EXERCISE GOAL.
Every record is to be printed exactly as written, and any picture in it is skipped.

Free-text object descriptions.
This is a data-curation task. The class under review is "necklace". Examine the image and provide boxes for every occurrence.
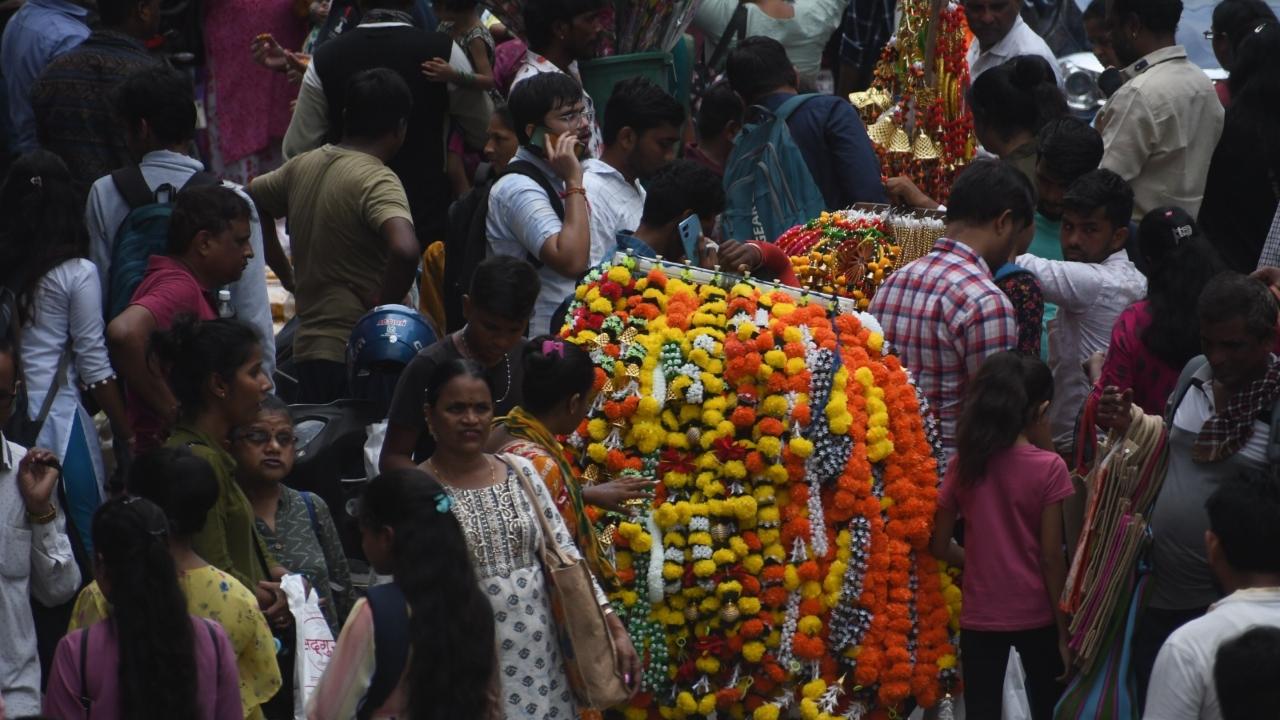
[428,455,497,489]
[455,326,512,404]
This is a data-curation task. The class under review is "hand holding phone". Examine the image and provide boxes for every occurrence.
[541,128,584,186]
[678,215,701,261]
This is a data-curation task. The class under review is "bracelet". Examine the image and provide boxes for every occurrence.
[83,375,117,391]
[560,187,587,200]
[27,505,56,525]
[457,69,475,86]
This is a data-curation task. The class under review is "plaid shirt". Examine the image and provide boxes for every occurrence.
[869,238,1017,453]
[1257,202,1280,270]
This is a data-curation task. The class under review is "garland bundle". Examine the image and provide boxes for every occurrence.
[560,256,960,718]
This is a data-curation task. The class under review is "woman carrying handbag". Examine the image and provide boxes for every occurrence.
[418,358,641,718]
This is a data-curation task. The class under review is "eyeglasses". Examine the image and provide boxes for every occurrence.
[556,107,594,127]
[1203,29,1218,40]
[237,429,297,447]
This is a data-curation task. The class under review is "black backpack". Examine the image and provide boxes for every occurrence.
[440,161,564,333]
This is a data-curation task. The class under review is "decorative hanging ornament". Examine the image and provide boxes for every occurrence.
[912,131,940,161]
[889,128,912,153]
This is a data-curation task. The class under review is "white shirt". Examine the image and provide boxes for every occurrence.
[966,15,1062,85]
[0,437,80,717]
[21,259,116,491]
[1144,587,1280,720]
[1097,46,1224,220]
[693,0,845,81]
[84,150,276,377]
[582,159,645,267]
[486,147,572,335]
[1016,250,1146,448]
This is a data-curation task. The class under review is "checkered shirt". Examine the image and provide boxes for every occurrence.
[869,237,1018,454]
[1257,202,1280,270]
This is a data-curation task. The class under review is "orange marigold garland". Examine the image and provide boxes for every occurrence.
[560,256,958,718]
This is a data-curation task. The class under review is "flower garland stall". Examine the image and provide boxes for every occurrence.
[561,256,959,719]
[851,0,974,203]
[775,208,947,308]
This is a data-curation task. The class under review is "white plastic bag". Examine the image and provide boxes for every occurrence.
[1003,647,1032,720]
[363,421,387,481]
[282,574,335,720]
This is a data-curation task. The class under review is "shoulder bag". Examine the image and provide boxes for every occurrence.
[502,453,630,709]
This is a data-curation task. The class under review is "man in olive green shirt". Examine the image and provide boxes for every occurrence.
[250,68,422,404]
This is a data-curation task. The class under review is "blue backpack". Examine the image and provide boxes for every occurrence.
[106,166,218,321]
[721,94,827,243]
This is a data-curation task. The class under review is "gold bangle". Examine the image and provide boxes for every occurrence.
[27,505,56,525]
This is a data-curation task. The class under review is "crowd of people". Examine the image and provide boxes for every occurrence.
[0,0,1279,715]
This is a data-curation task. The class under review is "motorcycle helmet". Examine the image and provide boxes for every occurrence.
[346,304,438,381]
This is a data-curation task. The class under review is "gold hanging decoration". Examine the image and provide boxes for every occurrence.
[912,131,940,161]
[867,112,896,147]
[888,127,912,153]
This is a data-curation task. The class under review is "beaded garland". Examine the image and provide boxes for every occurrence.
[559,257,960,719]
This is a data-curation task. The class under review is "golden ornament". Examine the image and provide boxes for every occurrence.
[889,127,912,153]
[711,523,731,544]
[867,112,896,146]
[912,131,940,161]
[720,603,741,624]
[684,604,700,622]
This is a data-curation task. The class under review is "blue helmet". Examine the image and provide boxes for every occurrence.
[346,304,437,377]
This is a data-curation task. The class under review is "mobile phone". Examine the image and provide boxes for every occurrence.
[678,214,701,261]
[529,126,550,150]
[530,127,586,158]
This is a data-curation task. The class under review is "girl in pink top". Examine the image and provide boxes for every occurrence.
[43,497,242,720]
[930,351,1075,720]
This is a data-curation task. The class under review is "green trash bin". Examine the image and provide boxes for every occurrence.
[579,51,675,127]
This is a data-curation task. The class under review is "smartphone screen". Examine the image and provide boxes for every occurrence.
[678,215,701,261]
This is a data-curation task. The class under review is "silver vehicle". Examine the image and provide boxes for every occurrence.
[1050,0,1280,118]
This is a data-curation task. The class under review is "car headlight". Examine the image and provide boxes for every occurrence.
[1059,60,1104,115]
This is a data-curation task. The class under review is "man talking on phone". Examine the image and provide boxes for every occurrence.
[582,77,684,267]
[486,72,594,335]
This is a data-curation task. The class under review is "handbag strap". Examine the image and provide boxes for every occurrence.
[499,453,573,566]
[79,624,92,715]
[33,345,73,429]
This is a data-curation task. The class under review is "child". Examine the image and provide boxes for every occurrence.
[423,0,496,92]
[928,351,1074,720]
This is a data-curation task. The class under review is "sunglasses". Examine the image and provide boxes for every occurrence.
[237,429,297,447]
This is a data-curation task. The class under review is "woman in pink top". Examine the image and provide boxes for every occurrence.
[43,497,242,720]
[930,352,1075,720]
[1092,208,1227,416]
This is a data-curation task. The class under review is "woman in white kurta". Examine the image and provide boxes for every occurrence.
[415,357,641,719]
[1,151,132,555]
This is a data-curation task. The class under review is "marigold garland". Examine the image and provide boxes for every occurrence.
[560,257,958,718]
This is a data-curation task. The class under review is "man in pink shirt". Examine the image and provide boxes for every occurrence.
[106,185,254,450]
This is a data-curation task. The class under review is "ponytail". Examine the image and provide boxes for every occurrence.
[93,497,200,720]
[359,469,496,720]
[955,352,1054,486]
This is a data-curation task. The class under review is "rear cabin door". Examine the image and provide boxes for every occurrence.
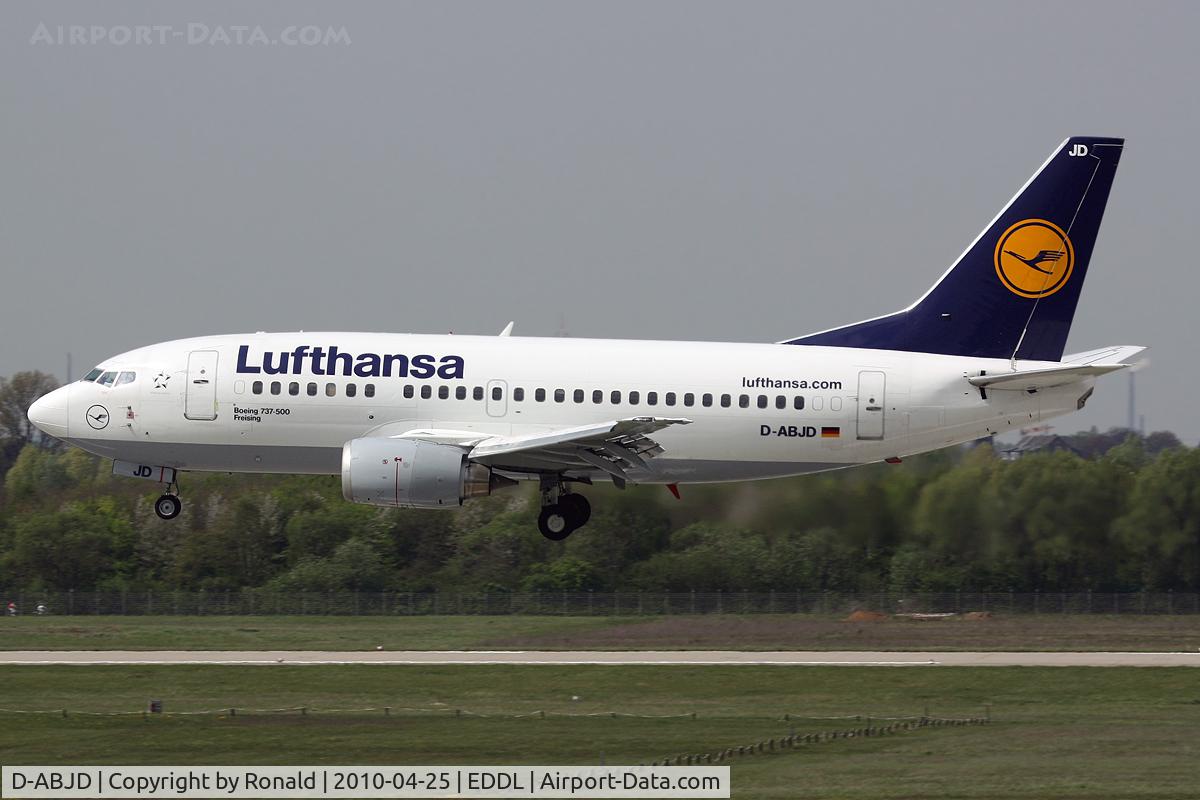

TASK RESPONSE.
This is a data-curation task. The class under review is "necklace". Examine the image and provide boxes for every occurrence.
[428,455,497,489]
[455,326,512,404]
This is a data-curation task. The class under review is "hand holding phone". Examine the image and provide boxes for every occurrence.
[541,128,584,186]
[678,215,701,261]
This is a data-curation task. The class under review is "bracelet". Examine the image and provide boxes for every occurrence.
[83,375,117,391]
[560,187,587,200]
[27,505,56,525]
[457,69,475,86]
This is a data-curation task. The class under review is "plaid shirt". Examine the image and provide boxes for every occurrence.
[869,238,1017,453]
[1257,202,1280,270]
This is a data-curation task. The class under review is "garland bundle". Examine the image and provide boxes for every occurrence.
[560,256,960,718]
This is a data-curation task. The class under review is "woman carrying handbag". Examine the image and provide boxes for every occurrence.
[418,358,641,718]
This is a data-curation task. The class under review is "eyeglasses". Examine the image and provide boxes for every occurrence.
[556,107,594,127]
[1203,29,1218,40]
[237,429,297,447]
This is a data-curation task. The class under review is "black backpack". Examine the image and provide boxes for every occurrence.
[440,161,564,333]
This is a data-curation task. The class under review is "decorative hanging ornament". Examine the image and provide boxes for every occurrence.
[912,131,940,161]
[889,128,912,153]
This is a data-curation task. The class under review is "white shirt". Examine the image and provide boxes for every occurrence.
[966,15,1062,85]
[0,437,80,717]
[21,259,116,491]
[1144,587,1280,720]
[1097,46,1224,220]
[693,0,845,81]
[84,150,276,377]
[582,159,645,267]
[486,147,572,335]
[1016,250,1146,448]
This is a data-curation task. The class under review is "checkered shirt". Examine the image and provide boxes for every occurrence.
[869,237,1018,454]
[1257,202,1280,270]
This is a data-curation task. The class under review is "orange marigold garland". Examine the image and provide boxes for every occurrence.
[560,256,958,718]
This is a data-curation task. The class under review is "flower garland stall". Examine the image and provide boxes for every occurrence.
[561,256,959,719]
[851,0,974,203]
[775,208,947,308]
This is a data-curation task. The class under review is "white plastic bag". Examine the image and provide boxes for every occurrence.
[1003,647,1032,720]
[363,421,387,481]
[282,574,335,720]
This is a data-curation task. The class under review is "shoulder bag". Examine the image and provide boxes for every occurrence.
[502,453,630,709]
This is a data-curation task. The class under review is "man in olive green shirt". Examine the image and provide boxes for every occurrence.
[250,68,422,404]
This is a data-curation task. The class under review is "blue backpack". Examine the image and provide boxes for every occurrence.
[106,166,218,321]
[721,94,827,243]
This is a data-curation task. The class under review is "gold bangle". Examine the image and provide boxes for every occurrence.
[27,505,56,525]
This is a data-curation task. The class under review is "crowd of people". Examine the image and provide boxes for every occurrence.
[0,0,1279,715]
This is a data-curation task. The class under review is "motorcycle helmet". Examine the image and provide boxes for every occurrence.
[346,304,438,381]
This is a data-curation task. The class under review is "gold hanging decoration". Examine the image and provide boxes for every occurrence.
[912,131,940,161]
[867,112,896,147]
[888,127,912,153]
This is a data-curation task. The class under review is "beaded garland". Examine the image and provide boxes for every occurrence.
[559,257,960,719]
This is a data-curation task. The class under review is "golden ornament". Examine the image and provide boxes for every occurrence.
[889,127,912,153]
[711,523,731,544]
[867,112,896,146]
[912,131,940,161]
[720,603,741,624]
[684,604,700,622]
This is a data-curation task. The class under review is "blue helmet". Examine the image and provide boxes for every occurrence.
[346,304,437,377]
This is a data-curation task. The class under review is "mobile phone". Examine the image and provide boxes for every occurrence.
[678,214,701,261]
[529,126,550,150]
[530,127,586,158]
This is a data-curation task. The class under review is "girl in pink top". Examine the image and provide boxes for every occurrence.
[43,497,242,720]
[930,351,1075,720]
This is a data-curation task. The class under review is "green trash bin". Examine the image and provide boxes for every occurrence.
[579,51,675,127]
This is a data-curation task. The class under review is "smartphone screen". Examine the image and provide boxes for every occurrence.
[678,215,701,261]
This is a data-curation task. The class under review is "silver vehicle". Examine the image and provide boxes for every occurrence.
[1050,0,1280,118]
This is a data-curation task. The class under review is "car headlight". Examine the image and provide boxes for every occurrence.
[1059,60,1104,115]
This is a data-curation task. The class under review is "man talking on phone". Examine the image and provide boxes for every occurrence.
[582,77,684,267]
[486,72,594,335]
This is a data-curation task. The class under review is "handbag strap". Examine the image and provide boxes for every occurrence.
[499,453,573,566]
[79,624,92,715]
[33,345,73,429]
This is a data-curation task. The class under review is "child". Examine the image and provide boxes for every occurrence.
[423,0,496,92]
[928,351,1074,720]
This is a data-curation task. The class under review is "sunglasses". Examine the image and provide boxes for every occurrence.
[237,429,297,447]
This is a data-curation task. The class under review is "woman in pink top". Examine the image and provide boxes for every occurrence.
[43,497,242,720]
[930,352,1075,720]
[1092,208,1227,416]
This is a data-curation task. The class under review is "woman in white kurta". Examine the image and provide boxes for every occurrence.
[415,357,641,719]
[1,151,132,555]
This is a data-curation task. The class under review is "marigold garland". Examine the image and provide boxes for every occurrence.
[560,257,958,718]
This is a data-curation task. The class under review is "man in pink shirt". Examine the image and provide boxes for every occurrence.
[106,185,254,450]
This is a data-curation task. The class under review is "ponytail". Examine the image and provide boxes for every occurrence.
[93,497,200,720]
[359,469,496,720]
[955,352,1054,486]
This is a data-curation task. The class under review is "rear cabin door". Examine the image and provide boxes for every occurrence.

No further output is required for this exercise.